### DOCUMENT EXCERPT
* start *

Integrate with Object Storage
Integrate Object Storage with Swift
In the Hadoop Eco service, you can integrate Object Storage data with Swift to access buckets.
When creating a Hadoop Eco cluster, you must set the key in core-site.xml to access the data in Object Storage.
Encrypted buckets in Object Storage are not supported in kr-central-2
. If using an encrypted bucket, query execution may fail.
An access key is required to access Object Storage. You can generate an access key with your credentials at KakaoCloud Console > User Profile > Access Key. For more details, refer to Access Key Generation.
Add during cluster creation (Cluster detailed settings)
When creating a cluster, write the following in the cluster's detailed settings.
{
"configurations": [
{
"classification": "core-site",
"properties": {
"fs.swifta.service.kc.credential.id": "credential_id",
"fs.swifta.service.kc.credential.secret": "credential_secret"
}
}
]
}
Modify after cluster creation (Modify core-site.xml)
If you need to modify after cluster creation, enter the access key information as follows in the /etc/hadoop/conf/core-site.xml
file.
<configuration>
<property>
<name>fs.swifta.service.kc.credential.id</name>
<value>credential_id</value>
</property>
<property>
<name>fs.swifta.service.kc.credential.secret</name>
<value>credential_secret</value>
</property>
</configuration>
Example usage
The schema of Object Storage is as follows.
Object Storage schema
Hadoop
You can check the data in Object Storage using fs commands such as ls, mkdir, put, get in Hadoop.
$ hadoop fs -ls swifta://logan-test.kc/
Found 2 items
-rw-rw-rw- 1 ubuntu ubuntu 6 2021-07-14 02:30 swifta://logan-test.kc/abc.txt
drwxrwxrwx - ubuntu ubuntu 0 2021-07-14 04:12 swifta://logan-test.kc/user
hive
You can check data in Object Storage by specifying LOCATION as Object Storage when creating a table.
-- Create table by specifying LOCATION to Object Storage
CREATE EXTERNAL TABLE tb_objectstorage (
col1 STRING
)
LOCATION 'swifta://logan-test.kc/tb_objectstorage'
;
-- Insert data
insert into table tb_objectstorage values ('a'), ('b'), ('c');
-- Query data
select col1, count(*) from tb_objectstorage group by col1;
# Check with Hadoop commands
$ hadoop fs -ls swifta://logan-test.kc/tb_objectstorage
Found 1 items
-rw-rw-rw- 1 ubuntu ubuntu 16 2022-03-31 06:16 swifta://logan-test.kc/tb_objectstorage/000000_0.snappy
Spark
You can specify Object Storage as the location to read data in Spark.

* end *

### WRITTEN EXERCISE 1
How many lines in the rows contain the string "buckle"? Case counts, and only the number should be given.
The rows below have no connection to the Object Storage page.

### DATA FOR THE TASK
* start *

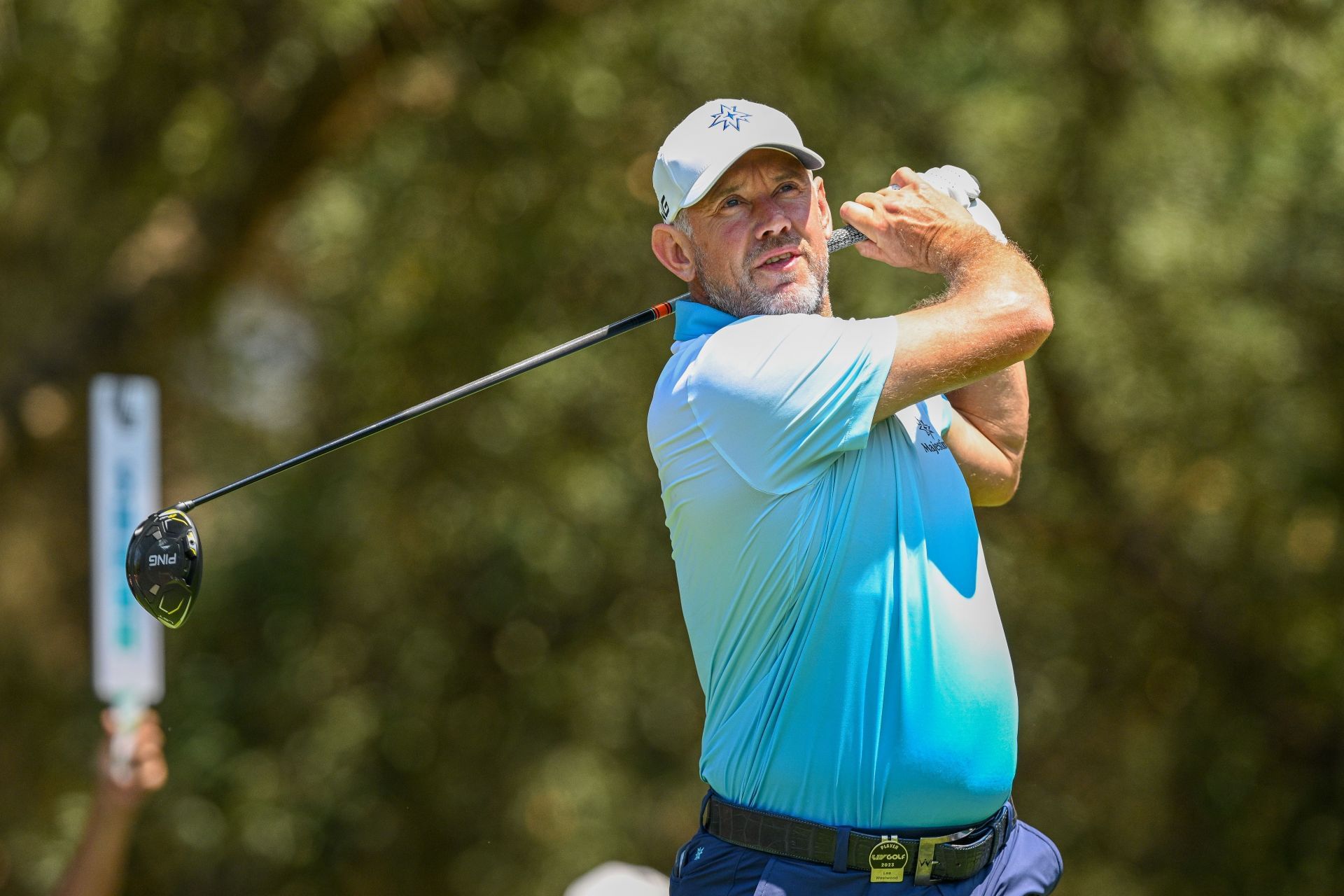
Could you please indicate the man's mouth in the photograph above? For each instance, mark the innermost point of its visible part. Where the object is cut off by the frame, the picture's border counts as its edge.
(778, 261)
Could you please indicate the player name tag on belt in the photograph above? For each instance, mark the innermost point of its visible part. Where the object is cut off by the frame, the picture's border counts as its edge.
(888, 862)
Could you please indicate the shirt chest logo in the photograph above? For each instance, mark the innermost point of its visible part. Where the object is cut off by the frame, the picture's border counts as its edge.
(934, 442)
(920, 431)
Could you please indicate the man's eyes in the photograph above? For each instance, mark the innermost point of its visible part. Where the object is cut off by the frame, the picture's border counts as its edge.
(733, 202)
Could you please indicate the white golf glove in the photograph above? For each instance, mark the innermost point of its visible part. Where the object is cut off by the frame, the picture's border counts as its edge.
(961, 186)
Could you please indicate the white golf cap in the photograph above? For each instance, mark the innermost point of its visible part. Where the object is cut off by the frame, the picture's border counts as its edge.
(713, 137)
(619, 879)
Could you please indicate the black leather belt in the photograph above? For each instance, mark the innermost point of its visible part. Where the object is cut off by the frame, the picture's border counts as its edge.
(946, 858)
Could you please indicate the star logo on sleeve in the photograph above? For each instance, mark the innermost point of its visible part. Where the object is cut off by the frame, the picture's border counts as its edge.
(729, 115)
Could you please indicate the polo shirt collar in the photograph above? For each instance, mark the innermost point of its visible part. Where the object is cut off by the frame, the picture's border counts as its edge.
(694, 320)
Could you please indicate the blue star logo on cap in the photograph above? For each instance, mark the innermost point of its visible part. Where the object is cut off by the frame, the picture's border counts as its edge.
(729, 115)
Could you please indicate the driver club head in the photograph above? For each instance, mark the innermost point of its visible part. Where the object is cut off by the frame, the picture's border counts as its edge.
(163, 566)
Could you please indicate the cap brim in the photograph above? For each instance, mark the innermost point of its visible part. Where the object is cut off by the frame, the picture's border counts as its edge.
(708, 178)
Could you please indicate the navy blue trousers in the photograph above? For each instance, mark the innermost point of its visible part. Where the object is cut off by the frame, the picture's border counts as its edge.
(1028, 865)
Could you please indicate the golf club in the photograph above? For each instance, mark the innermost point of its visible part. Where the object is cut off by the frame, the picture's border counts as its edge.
(164, 556)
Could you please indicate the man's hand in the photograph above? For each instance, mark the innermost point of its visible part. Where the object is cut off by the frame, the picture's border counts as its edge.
(914, 225)
(147, 771)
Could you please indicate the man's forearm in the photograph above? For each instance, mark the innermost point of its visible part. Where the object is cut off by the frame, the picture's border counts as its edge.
(100, 860)
(997, 406)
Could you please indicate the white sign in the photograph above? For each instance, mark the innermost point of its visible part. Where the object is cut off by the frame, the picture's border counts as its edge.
(128, 649)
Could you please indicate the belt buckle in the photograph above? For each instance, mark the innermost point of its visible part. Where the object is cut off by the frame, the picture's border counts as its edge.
(924, 855)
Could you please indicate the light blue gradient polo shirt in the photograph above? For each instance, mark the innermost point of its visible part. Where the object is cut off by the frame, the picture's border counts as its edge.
(834, 584)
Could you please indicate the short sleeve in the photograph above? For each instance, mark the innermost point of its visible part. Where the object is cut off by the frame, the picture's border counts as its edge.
(781, 397)
(940, 413)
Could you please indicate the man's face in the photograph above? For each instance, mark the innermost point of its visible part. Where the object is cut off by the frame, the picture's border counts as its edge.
(760, 238)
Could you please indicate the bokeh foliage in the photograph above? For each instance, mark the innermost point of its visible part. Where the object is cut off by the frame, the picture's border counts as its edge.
(451, 659)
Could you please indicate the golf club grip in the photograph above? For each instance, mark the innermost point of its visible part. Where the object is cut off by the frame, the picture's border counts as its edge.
(841, 238)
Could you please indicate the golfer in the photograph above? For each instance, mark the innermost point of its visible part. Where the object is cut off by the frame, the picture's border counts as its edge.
(819, 477)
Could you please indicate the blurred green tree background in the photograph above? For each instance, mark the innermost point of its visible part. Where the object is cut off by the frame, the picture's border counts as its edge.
(452, 660)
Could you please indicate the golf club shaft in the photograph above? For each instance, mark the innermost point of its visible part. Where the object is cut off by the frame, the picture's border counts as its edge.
(839, 239)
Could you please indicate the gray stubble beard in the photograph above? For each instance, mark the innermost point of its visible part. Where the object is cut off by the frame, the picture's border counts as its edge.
(743, 298)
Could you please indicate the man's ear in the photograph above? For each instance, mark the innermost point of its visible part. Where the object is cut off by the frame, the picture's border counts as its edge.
(673, 250)
(824, 210)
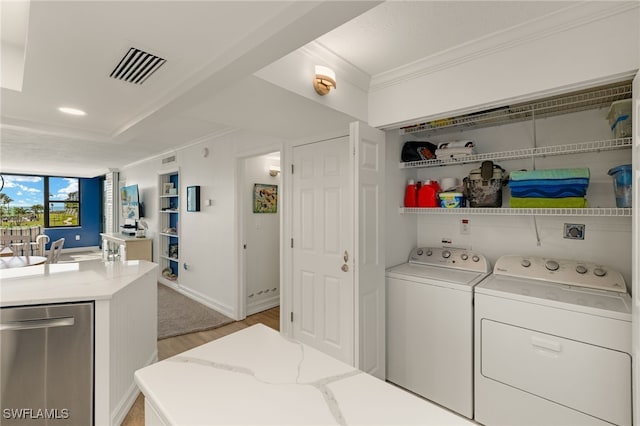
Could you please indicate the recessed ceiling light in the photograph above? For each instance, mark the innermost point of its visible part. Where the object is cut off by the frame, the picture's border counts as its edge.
(72, 111)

* end *

### WRITTEN EXERCISE 2
Reproduce the part of the Object Storage page starting at "Integrate with Object" and ending at "cluster's detailed settings.".

### ANSWER 1
1

### ANSWER 2
Integrate with Object Storage
Integrate Object Storage with Swift
In the Hadoop Eco service, you can integrate Object Storage data with Swift to access buckets.
When creating a Hadoop Eco cluster, you must set the key in core-site.xml to access the data in Object Storage.
Encrypted buckets in Object Storage are not supported in kr-central-2
. If using an encrypted bucket, query execution may fail.
An access key is required to access Object Storage. You can generate an access key with your credentials at KakaoCloud Console > User Profile > Access Key. For more details, refer to Access Key Generation.
Add during cluster creation (Cluster detailed settings)
When creating a cluster, write the following in the cluster's detailed settings.